== Data entries ==
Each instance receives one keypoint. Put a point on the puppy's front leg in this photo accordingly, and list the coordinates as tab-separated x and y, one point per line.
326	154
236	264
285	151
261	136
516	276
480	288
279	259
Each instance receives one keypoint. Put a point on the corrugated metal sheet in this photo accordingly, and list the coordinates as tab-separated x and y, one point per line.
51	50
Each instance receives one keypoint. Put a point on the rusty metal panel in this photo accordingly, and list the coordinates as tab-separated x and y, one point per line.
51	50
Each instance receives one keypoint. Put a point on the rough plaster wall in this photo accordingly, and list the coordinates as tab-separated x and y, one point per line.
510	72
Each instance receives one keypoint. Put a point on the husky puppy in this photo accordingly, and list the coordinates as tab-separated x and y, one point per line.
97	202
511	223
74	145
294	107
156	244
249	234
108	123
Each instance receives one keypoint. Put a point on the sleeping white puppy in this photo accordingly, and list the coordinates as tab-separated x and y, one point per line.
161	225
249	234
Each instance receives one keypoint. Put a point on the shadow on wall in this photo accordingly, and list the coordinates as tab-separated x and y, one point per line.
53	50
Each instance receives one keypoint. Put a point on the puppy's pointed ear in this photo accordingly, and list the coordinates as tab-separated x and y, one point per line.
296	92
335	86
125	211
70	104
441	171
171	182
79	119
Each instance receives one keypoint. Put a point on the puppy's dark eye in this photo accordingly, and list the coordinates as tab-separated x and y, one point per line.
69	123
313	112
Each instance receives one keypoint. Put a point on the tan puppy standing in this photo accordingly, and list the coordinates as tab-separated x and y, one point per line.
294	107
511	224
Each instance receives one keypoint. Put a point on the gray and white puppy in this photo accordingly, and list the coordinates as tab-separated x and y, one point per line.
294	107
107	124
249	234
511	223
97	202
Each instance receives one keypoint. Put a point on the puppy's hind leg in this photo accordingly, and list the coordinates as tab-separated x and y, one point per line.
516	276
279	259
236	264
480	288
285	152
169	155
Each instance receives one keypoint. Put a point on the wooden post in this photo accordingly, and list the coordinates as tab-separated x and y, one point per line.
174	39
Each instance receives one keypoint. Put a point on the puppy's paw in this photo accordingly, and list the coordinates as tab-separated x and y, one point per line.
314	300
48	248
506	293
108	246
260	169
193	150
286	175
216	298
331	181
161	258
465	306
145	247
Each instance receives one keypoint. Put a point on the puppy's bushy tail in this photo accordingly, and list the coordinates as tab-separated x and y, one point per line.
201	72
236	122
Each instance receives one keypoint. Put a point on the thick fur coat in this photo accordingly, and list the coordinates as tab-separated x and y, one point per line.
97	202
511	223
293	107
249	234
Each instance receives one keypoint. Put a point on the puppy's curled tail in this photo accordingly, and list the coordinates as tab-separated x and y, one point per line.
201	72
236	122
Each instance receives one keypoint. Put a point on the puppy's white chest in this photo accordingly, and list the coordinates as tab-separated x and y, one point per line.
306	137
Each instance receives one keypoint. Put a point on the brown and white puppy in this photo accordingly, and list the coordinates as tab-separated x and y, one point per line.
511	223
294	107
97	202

== Your task ==
Give exactly, and nothing besides, the lines from the one in which "Each instance receives one keypoint. Put a point on the brown" occurs through the end of the records.

== Finished exercise ==
Each instance receives one keypoint. Put a point on the brown and white puppy in this photo accordingly, and list the coordinates as tab-separated x and y, one point per line.
511	223
294	107
97	202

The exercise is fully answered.